→ TASK TO COMPLETE: Copy out the entries below precisely; nothing is to be omitted.

[begin RECORDED INFORMATION]

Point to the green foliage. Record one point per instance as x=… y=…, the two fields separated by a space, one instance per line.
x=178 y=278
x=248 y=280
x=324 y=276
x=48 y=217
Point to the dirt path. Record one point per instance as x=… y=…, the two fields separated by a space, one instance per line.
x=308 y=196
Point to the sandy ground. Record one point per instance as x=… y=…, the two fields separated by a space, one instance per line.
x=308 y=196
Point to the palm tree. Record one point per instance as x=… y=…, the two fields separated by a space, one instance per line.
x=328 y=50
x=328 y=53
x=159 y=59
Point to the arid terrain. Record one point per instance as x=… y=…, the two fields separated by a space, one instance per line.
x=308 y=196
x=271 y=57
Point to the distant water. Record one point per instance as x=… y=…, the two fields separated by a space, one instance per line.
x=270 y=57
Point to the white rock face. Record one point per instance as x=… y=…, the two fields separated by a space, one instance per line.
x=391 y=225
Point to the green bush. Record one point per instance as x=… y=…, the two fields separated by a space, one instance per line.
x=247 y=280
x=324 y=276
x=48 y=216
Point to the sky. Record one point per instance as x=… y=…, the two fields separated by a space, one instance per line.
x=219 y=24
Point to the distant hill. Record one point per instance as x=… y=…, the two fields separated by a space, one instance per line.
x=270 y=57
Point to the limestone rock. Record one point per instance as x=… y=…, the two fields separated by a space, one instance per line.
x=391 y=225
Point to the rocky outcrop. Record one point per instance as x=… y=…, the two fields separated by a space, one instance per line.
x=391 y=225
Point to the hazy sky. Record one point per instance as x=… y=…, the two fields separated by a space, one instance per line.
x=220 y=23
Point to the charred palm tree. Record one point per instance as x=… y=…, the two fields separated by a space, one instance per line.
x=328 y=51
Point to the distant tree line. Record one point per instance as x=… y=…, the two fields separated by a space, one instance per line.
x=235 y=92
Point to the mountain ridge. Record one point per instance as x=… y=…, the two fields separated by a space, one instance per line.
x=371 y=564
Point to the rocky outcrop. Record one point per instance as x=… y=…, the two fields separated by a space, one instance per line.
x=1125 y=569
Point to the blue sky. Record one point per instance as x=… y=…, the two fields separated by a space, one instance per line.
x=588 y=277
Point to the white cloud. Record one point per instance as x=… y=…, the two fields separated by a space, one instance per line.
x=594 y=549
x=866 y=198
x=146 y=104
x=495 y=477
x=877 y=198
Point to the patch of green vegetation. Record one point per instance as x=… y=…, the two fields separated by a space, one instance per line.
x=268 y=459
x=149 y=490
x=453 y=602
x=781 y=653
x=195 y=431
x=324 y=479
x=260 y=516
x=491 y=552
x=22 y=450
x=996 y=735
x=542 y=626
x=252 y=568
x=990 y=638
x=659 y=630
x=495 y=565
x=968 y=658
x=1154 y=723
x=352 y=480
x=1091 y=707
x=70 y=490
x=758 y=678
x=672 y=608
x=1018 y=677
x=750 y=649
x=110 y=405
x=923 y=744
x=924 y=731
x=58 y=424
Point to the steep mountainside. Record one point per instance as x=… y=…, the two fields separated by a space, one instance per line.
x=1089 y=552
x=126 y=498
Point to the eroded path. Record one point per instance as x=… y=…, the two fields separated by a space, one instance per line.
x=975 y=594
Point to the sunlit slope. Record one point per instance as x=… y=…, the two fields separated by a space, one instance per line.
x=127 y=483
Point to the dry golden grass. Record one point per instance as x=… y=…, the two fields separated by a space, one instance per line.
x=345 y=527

[end RECORDED INFORMATION]

→ RESULT BELOW:
Point to the green foliage. Record one point per instance as x=… y=…, the two fields separated by a space, one instance per line.
x=178 y=278
x=248 y=280
x=324 y=276
x=48 y=217
Point to the dirt path. Record one point per instance as x=… y=…, the two fields separated by a space, one instance per line.
x=308 y=196
Point to the sandy ground. Record one point per instance as x=… y=…, the two fields separated by a space, one instance per line.
x=308 y=196
Point to the palm tree. Record one point per instance as x=… y=…, the two fields separated by a space, one instance per line.
x=328 y=50
x=328 y=53
x=159 y=59
Point to the arid terrain. Record one point per instance as x=… y=…, the two fields separated by a space, one instance per line.
x=308 y=196
x=271 y=57
Point to the distant water. Record one point per instance as x=… y=…, the two fields separated by a space, one instance per line.
x=270 y=57
Point to the white rock face. Record one point per instance as x=… y=…, the two fields separated by a space, one instance per line.
x=391 y=225
Point to the green bush. Record one point per instance as x=… y=…, the two fields separated by a space, one instance per line.
x=247 y=280
x=324 y=276
x=48 y=216
Point to the sky. Record one point per instance as x=… y=…, the two fields separated by a space, one instance per line.
x=219 y=24
Point to the distant hill. Record one point per instance as x=… y=…, the two fields separated by a space, one instance per line.
x=270 y=57
Point to the limestone rock. Record one point per instance as x=… y=…, the two fields separated by a space, one instance per line.
x=391 y=225
Point to the rocky outcrop. Record one point per instance as x=… y=…, the two fields separated by a space, one instance per line.
x=391 y=225
Point to the hazy sky. Record one point per instance as x=… y=…, the two fields separated by a space, one instance per line.
x=220 y=23
Point to the charred palm tree. Record one point per instance as x=… y=…, the two fields separated by a space, one instance per line.
x=328 y=51
Point to the distant tree line. Record one point per instance as x=… y=…, the two fields separated by a space, one instance per line.
x=235 y=92
Point to the mountain ridge. Record one point per instance as x=… y=…, the two fields separated by a space, one instance per line.
x=371 y=564
Point to the rocky outcrop. Record one point per instance as x=… y=…, the two fields separated by a space, one instance per line.
x=1125 y=569
Point to the blue sky. Record one point per instance as x=… y=…, the two fields separated by a space, one instance per line.
x=588 y=277
Point to the white cloud. Record one point per instance as x=… y=…, the two fields separated by a space, one instance per line.
x=594 y=549
x=866 y=198
x=146 y=104
x=495 y=477
x=877 y=198
Point to the patch of green vegetation. Record one point per instance as x=… y=…, the two fields separated by a space, one instance per line.
x=268 y=459
x=149 y=490
x=453 y=602
x=781 y=653
x=195 y=431
x=324 y=479
x=260 y=516
x=491 y=552
x=22 y=450
x=996 y=735
x=542 y=626
x=252 y=568
x=990 y=638
x=659 y=630
x=495 y=565
x=968 y=658
x=1154 y=723
x=352 y=480
x=1091 y=707
x=70 y=490
x=758 y=678
x=672 y=608
x=1018 y=677
x=750 y=649
x=110 y=405
x=923 y=744
x=924 y=731
x=58 y=424
Point to the steep mountainside. Record one point per instance as x=… y=…, the two fields separated by a space, one instance per line.
x=1089 y=552
x=126 y=498
Point to the eroded path. Record one point per instance as x=… y=…, the two fields separated by a space, one instance per line.
x=975 y=594
Point to the sunlit slope. Record one point per instance as x=… y=…, the two fields separated by a space, one instance per line.
x=127 y=483
Point to the dry golden grass. Record one point per instance as x=… y=…, the two fields separated by a space, one instance per line.
x=345 y=527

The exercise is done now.